• PROMPT 1: Who is listed as the original assignee in the patent text?
• PROMPT 2: Copy the patent text word for word, starting at the words "FIELD OF THE" and stopping after "remaining electric power.".

• SELECTED PASSAGE:
US20130158868A1

US20130158868A1 - Recursive route planning method for electric vehicle

Info

Publication number: US20130158868A1
Application number: US13/325,931
Authority: US
Inventors: Bo-Chiuan Chen; Yan-Jun Lai
Original assignee: Automotive Research and Testing Center
Current assignee: Automotive Research and Testing Center
Priority date: 2011-12-14
Filing date: 2011-12-14
Publication date: 2013-06-20

Abstract

A recursive route planning method for a electric vehicle, the method comprising steps of: inputting a status condition, wherein the status condition has at least one starting point and at least one destination, mileages for remaining electric power and a route distance between the starting point and destination; searching all recharge stations between the starting point and destination covering the latitude and longitude; calculating distance between each recharge station to the starting point and the destination; removing recharge stations that do not meet a search condition; integrating a list of recharge stations and planning at least one optimum route for the electric vehicle; and executing the steps above when any status condition changes to retrieve a new driving route.

Description

FIELD OF THE INVENTION

The present invention relates to a recharge system of electric vehicles, and more particularly to a recursive route planning method for electric vehicle estimating remaining mileages for remaining electric power.

BACKGROUND OF THE INVENTION

Today, more and more people pay attention to the environment and finding alternative energy sources has become an important issue. Although petroleum is still the main source of energy, the petroleum is gradually depleted and its related products causes serious environmental and ecological pollution. Therefore, it is an inevitable trend to develop alternative energy. Since the costs of developing new energy such as wind, solar, geothermal and other alternative energy sources are still high, the funding from government is necessary to support and continue the development of the alternative energy, so the result is limited due to insufficient funding. Conventionally, vehicles use gasoline combustion in the engine to generate power to move the vehicle forward, but a lot of exhaust gas causes air pollution and greenhouse effect. Thus, utilizing pollution-free energy becomes the current choice to replace gasoline. Recently, electric vehicles are promoted in line with trend of environmental awareness. No matter how the electric vehicle gets the electric power, it is undisputable that the electric vehicle can significantly reduce environmental pollution.

• RECORDED DATA:
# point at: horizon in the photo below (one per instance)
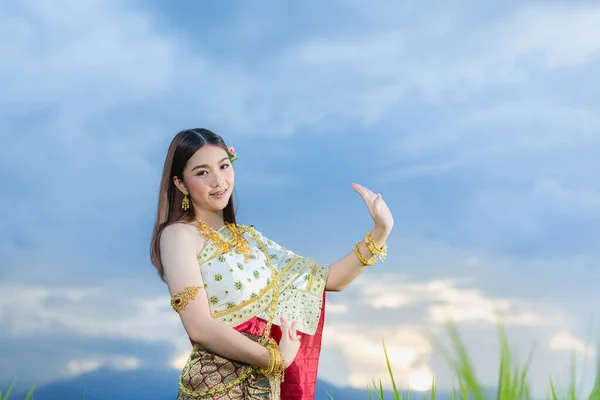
(478, 124)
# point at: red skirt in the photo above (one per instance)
(300, 377)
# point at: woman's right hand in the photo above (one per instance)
(290, 341)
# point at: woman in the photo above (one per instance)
(244, 301)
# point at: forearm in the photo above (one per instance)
(228, 343)
(346, 270)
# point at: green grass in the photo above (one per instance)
(513, 381)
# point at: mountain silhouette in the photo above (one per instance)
(154, 384)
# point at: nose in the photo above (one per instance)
(217, 181)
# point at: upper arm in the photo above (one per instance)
(178, 256)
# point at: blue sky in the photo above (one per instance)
(477, 123)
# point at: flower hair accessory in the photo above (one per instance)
(232, 154)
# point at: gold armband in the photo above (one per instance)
(181, 299)
(363, 260)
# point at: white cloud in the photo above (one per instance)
(565, 340)
(446, 301)
(362, 348)
(91, 364)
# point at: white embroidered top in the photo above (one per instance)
(240, 286)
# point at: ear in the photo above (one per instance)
(179, 184)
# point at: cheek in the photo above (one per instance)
(198, 186)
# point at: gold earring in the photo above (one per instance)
(185, 204)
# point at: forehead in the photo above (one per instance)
(207, 154)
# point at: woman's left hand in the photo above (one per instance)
(381, 214)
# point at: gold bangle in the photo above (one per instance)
(362, 259)
(377, 252)
(269, 370)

• SOLUTION 1: Automotive Research and Testing Center

• SOLUTION 2:
FIELD OF THE INVENTION

The present invention relates to a recharge system of electric vehicles, and more particularly to a recursive route planning method for electric vehicle estimating remaining mileages for remaining electric power.